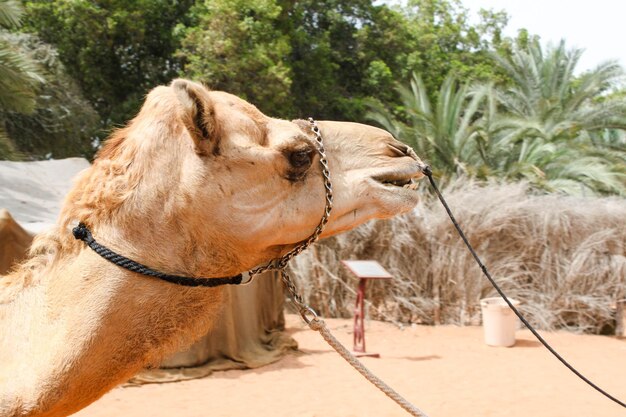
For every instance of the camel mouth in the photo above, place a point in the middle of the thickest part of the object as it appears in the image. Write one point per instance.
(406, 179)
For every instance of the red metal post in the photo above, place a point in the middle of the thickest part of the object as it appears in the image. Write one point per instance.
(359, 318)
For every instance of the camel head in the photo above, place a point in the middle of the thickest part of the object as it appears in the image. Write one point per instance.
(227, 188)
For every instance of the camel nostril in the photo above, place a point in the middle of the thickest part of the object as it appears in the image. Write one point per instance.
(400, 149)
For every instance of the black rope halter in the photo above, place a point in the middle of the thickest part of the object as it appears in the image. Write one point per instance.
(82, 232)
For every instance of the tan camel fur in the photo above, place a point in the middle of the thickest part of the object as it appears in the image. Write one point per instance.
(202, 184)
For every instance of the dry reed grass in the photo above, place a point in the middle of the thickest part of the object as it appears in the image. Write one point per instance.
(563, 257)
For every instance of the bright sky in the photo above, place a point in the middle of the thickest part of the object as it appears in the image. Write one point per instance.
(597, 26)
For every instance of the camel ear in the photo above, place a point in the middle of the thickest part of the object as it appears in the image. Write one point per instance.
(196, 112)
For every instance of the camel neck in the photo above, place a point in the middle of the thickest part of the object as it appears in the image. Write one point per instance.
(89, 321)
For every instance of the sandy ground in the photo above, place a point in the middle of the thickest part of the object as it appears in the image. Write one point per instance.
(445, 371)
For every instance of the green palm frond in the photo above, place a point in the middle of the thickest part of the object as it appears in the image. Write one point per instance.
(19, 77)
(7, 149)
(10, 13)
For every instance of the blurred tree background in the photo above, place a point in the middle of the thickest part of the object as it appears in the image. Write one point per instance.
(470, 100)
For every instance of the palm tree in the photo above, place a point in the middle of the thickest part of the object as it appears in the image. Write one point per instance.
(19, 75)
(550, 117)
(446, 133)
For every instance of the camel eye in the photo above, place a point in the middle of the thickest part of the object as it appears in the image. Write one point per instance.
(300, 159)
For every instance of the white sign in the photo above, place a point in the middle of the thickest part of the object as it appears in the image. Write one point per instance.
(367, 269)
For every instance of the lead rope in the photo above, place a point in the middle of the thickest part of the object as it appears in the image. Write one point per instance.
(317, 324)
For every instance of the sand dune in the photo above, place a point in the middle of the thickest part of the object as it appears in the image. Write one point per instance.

____________

Reproduce the whole listing above with each "thickest part" replaced by "widest part" and everything else left unchanged. Leave out the pictures.

For every instance of the camel mouth in the photo above, place a point in the middle of the widest part of the object as it appears in the image. Write one point per instance.
(406, 179)
For every instance of the red metal post in the photo above, place a point in the middle of the widest part of the object as it appears in the image. Write one point per instance.
(359, 318)
For every instance of the camel head in the photo above, place a point in the middle of the widest part of the object as it appears in the image. Write one point per instance.
(227, 188)
For every instance of the camel nostril in the photo above, place a point in the middle of the widest part of the object as it appears in the image. Write one point per instance.
(400, 149)
For every instance of the black rope halter in the photo above, place a point in the middle of the widest part of the object as it appears in the image. Write one point per instance.
(82, 232)
For every instance of the tan camel fur in the photo above, place a point in the middle of the widest part of the object as it appears in the image. Write one point per instance.
(202, 184)
For every instance of the dry reed grass in the photo above, place a point in the middle of the widest part of the object as it appears in the image. Write one point per instance.
(563, 257)
For every instance of the bright sky in the photo above, place a point in the middle of the widest part of the object as it appears in the image. Write one point per instance.
(597, 26)
For every instance of the camel ear in the photo above, place a point in the middle of the widest part of the object as it appears in the image. Write one point per instance.
(196, 112)
For every instance of the camel neck in the photo above, place a point in the middle of the widest part of the object as it appears in the image. Write one point per instance.
(89, 321)
For every instance of the sandy ground in the photo above, place a point in the middle of the widest part of the object as it appears in the image. Write one point per instance.
(445, 371)
For every instance of the green palm frond in the photo above, place a point in the middle of the widest part of the object as it appears in the image. Write one point per instance.
(19, 77)
(7, 149)
(10, 13)
For every instance of the blurred tree background in the photo above, place a point in the middle of the widest part of the object as it appears in the image. Write one point per instance.
(470, 100)
For every instance of the palm tree in the photo above, place a point in the middle of the widest part of the object as it appears in the image. Write one point per instance.
(19, 75)
(550, 117)
(446, 133)
For every instance of the camel eye in the photo above, place a point in the middle of the widest part of the object as it appears in the image. Write one point per instance.
(300, 159)
For every instance of the white sign in the photo above, place a point in the middle of the widest part of the object as it appears in the image. Write one point per instance.
(367, 269)
For every instance of the lead rope in the photo above, place a point in the middle of the widest part of the object as it appears in the image. Write one point per instance.
(317, 324)
For every instance of the sand dune in the photo above, place a point in the middle of the widest part of the object as it appears in the image. Write one point per instance.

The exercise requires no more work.